• **The tasks**:
1) In the passage on winding conductive wire around a core, in what posture can the bent tip end part of the wire be wound on the outer peripheral surface of the core?
2) Extend the passage on winding conductive wire around a core, picking up after its final sentence.

• **Text segment**:
In a further particular embodiment, in the twist part forming step, the tip end part of the conductive wire 21 is bent in such a direction and at such a curvature that the tip end part can be wound in a standing posture on the outer peripheral surface of the core 1, and thereafter, the twist part 3 is formed on the tip end side of a bent portion. And in the conductive wire winding step, the conductive wire 21 on the tip end side with respect to the twist part 3 is placed so as to follow the outer peripheral surface of the core 1.

Also, in the twist part forming step, after forming the twist part 3 on the tip end part of the conductive wire 21, the conductive wire 21 on the tip end side with respect to the twist part 3 is bent in such a direction that the conductive wire 21 follows the outer peripheral surface of the core 1.

• **Stored rows**:
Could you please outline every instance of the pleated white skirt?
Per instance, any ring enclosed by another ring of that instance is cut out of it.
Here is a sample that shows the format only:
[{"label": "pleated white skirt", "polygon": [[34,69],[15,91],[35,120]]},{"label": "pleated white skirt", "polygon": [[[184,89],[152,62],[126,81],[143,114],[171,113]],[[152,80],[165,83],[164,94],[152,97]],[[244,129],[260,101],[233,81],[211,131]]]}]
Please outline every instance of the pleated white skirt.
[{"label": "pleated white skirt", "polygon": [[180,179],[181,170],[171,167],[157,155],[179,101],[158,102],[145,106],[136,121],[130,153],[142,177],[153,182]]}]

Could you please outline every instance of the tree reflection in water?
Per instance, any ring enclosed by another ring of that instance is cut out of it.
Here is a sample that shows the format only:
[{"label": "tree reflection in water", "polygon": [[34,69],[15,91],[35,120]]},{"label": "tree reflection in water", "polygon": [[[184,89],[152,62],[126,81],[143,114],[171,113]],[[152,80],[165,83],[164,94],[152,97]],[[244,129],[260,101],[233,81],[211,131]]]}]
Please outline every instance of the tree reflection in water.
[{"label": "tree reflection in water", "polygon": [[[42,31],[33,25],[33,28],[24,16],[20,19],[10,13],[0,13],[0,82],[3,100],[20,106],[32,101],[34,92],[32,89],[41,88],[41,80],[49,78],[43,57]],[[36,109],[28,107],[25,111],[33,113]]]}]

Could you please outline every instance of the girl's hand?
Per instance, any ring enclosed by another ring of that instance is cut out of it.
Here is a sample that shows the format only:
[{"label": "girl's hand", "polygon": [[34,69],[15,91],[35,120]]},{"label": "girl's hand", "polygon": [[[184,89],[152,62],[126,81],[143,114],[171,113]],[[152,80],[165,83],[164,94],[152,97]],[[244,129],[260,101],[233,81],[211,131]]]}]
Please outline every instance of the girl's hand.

• **Answers per task**:
1) In a standing posture.

2)
The conductive wire 21 has a cross-sectional shape with different second moments of area in directions perpendicular to each other. In the first step, the conductive wire 21 on the tip end side with respect to the twist part 3 is bent in a direction where the second moment of area is smaller to be wound around the outer peripheral surface of the core 1. And in the second step, the conductive wire 21 arranged rearward continuously from the twist part 3 is bent in a direction where the second moment of area is greater to be wound around the outer peripheral surface of the core 1.

In a further particular embodiment, in the second step, the conductive wire 21 is fed toward a forming member, the core 1 placed on a plane crossing a direction in which the conductive wire 21 is fed is rotated around a central axis of the core 1, and the conductive wire 21 is pressed against a forming surface of the forming member, to bend the conductive wire 21 and wind the conductive wire 21 around the outer peripheral surface of the core 1.

According to the present invention, in a manufacturing method of a coil device which employs a conductive wire having a cross-sectional shape with a height dimension greater than a width dimension to form a coil, by employing a simple step of only winding the conductive wire around an outer peripheral surface of a core with a tip end part of the conductive wire to be one lead part twisted, subsequent formation of the lead part can be performed easily.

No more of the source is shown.